-- begin --

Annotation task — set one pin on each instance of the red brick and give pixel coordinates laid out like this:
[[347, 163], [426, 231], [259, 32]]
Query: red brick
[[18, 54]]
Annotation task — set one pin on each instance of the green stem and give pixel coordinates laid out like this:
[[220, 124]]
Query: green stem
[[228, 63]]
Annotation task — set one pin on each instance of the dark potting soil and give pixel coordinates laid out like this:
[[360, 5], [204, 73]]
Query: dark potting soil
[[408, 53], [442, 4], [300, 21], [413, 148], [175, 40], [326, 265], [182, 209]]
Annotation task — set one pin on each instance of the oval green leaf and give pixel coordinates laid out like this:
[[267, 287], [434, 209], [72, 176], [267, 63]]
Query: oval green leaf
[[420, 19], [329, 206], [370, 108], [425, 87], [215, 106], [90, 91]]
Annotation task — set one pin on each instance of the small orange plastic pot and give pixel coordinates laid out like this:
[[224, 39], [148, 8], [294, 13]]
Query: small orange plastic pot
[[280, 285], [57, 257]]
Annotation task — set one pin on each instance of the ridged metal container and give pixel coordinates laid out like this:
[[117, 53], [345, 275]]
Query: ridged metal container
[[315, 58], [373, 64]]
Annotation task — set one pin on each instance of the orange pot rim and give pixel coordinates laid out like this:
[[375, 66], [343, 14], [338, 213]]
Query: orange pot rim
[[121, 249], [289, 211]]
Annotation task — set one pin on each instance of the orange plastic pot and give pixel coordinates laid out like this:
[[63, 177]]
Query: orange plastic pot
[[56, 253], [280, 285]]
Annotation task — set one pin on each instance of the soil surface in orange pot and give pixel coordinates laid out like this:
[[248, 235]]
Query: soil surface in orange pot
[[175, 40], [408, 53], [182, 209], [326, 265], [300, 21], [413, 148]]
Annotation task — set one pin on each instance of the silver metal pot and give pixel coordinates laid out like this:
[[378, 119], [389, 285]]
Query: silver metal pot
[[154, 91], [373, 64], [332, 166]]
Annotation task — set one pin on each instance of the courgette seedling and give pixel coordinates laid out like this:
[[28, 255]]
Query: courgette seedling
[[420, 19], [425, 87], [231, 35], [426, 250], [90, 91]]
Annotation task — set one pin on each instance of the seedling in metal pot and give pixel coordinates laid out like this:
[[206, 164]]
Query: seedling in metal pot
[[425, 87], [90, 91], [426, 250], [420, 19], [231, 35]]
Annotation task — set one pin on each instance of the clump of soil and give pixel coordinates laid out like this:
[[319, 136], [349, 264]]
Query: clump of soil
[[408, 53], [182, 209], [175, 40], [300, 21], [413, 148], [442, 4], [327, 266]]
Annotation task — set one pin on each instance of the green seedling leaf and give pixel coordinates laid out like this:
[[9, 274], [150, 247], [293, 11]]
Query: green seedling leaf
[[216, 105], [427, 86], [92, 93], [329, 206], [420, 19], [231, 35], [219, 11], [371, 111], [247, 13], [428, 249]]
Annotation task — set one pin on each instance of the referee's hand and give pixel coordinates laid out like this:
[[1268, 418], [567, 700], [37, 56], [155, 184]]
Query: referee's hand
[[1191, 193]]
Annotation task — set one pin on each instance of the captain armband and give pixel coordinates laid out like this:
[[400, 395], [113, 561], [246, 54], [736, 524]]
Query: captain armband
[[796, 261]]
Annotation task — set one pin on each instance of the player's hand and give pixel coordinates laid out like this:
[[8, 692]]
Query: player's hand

-- end --

> TASK DETAILS: Return every one of the records above line for line, without changing a single character.

> REPLY TO THE EXERCISE:
Annotation task — set one pin on each instance of the red brick and give pixel coordinates laid out like this:
[[347, 163], [426, 231], [259, 32]]
Query: red brick
[[18, 54]]
Annotation task — set one pin on each instance of the green stem and give pixel coordinates laid out like this:
[[220, 124]]
Query: green stem
[[228, 63]]
Annotation task — set one pin on each instance of the dark potting soil and give pixel coordinates laid out like this:
[[360, 5], [204, 73]]
Query: dark potting soil
[[408, 53], [442, 4], [300, 21], [413, 148], [175, 40], [326, 265], [182, 209]]
Annotation task — set one pin on each instance of the oval green leaf and give pixel coordinates laid out like this:
[[267, 287], [434, 209], [72, 176], [267, 63]]
Query: oval green leaf
[[420, 19], [329, 206], [370, 108], [425, 87], [215, 106], [90, 91]]
Annotation task — set one pin on each instance of the small orange plastic pot and give pixel coordinates laid out like this:
[[224, 39], [148, 8], [294, 13]]
Query: small orange plastic pot
[[280, 285], [57, 257]]
Annotation task — set one pin on each instance of the ridged metal container and give pixel coordinates laid out like this:
[[117, 53], [345, 275]]
Query: ridged metal container
[[315, 58], [373, 64]]
Annotation task — set one pin on each instance of the orange pot rim and give pixel coordinates laid out like this:
[[375, 66], [343, 14], [338, 213]]
Query: orange pot rim
[[121, 249], [289, 211]]
Annotation task — set one pin on each instance of the orange plastic pot and give pixel coordinates laid out like this:
[[63, 177]]
Query: orange plastic pot
[[56, 253], [280, 285]]
Annotation task — set one pin on each instance of the soil surface in orange pot and give pixel coordinates laid out like this:
[[248, 235]]
Query: soil surface in orange pot
[[175, 40], [408, 53], [182, 209], [326, 265], [300, 21], [413, 148]]
Annotation task — set one pin on each instance of the silver metal pot and give pixel coordinates laid out like this:
[[378, 119], [389, 285]]
Query: silver metal pot
[[154, 91], [373, 64], [332, 166]]
Annotation task — set one pin on each instance of the courgette seedling and give pixel coordinates laid out like this:
[[28, 255]]
Query: courgette seedling
[[420, 19], [425, 87], [231, 35], [426, 250], [90, 91]]
Annotation task — set one pin on each instance of the seedling in metal pot and give pixel coordinates laid out like this:
[[206, 164]]
Query: seedling in metal pot
[[425, 87], [90, 91], [426, 250], [420, 19], [231, 35]]
Annotation task — set one pin on each instance of the clump of soil and give pixel coordinates laid out like this:
[[319, 136], [349, 264]]
Query: clump of soil
[[408, 53], [182, 209], [175, 40], [300, 21], [413, 148], [442, 4], [327, 266]]
Annotation task — set one pin on each instance of the green seedling leaf and give pixel coordinates laid out like this:
[[9, 274], [150, 247], [293, 11]]
Query: green seedling leaf
[[216, 105], [427, 86], [92, 93], [329, 206], [420, 19], [231, 35], [219, 11], [371, 111], [247, 13], [428, 249]]
Annotation task — set one pin on each instance of the referee's hand and give pixel coordinates laid out like this:
[[1268, 418], [567, 700], [37, 56], [155, 184]]
Query: referee's hand
[[1191, 193]]
Annotation task — set one pin on each instance of the captain armband and give pixel coordinates laid out like this:
[[400, 395], [113, 561], [246, 54], [736, 524]]
Query: captain armband
[[796, 261]]
Annotation task — set one pin on each instance of the player's hand and give pixel coordinates laid out like this:
[[8, 692]]
Query: player's hand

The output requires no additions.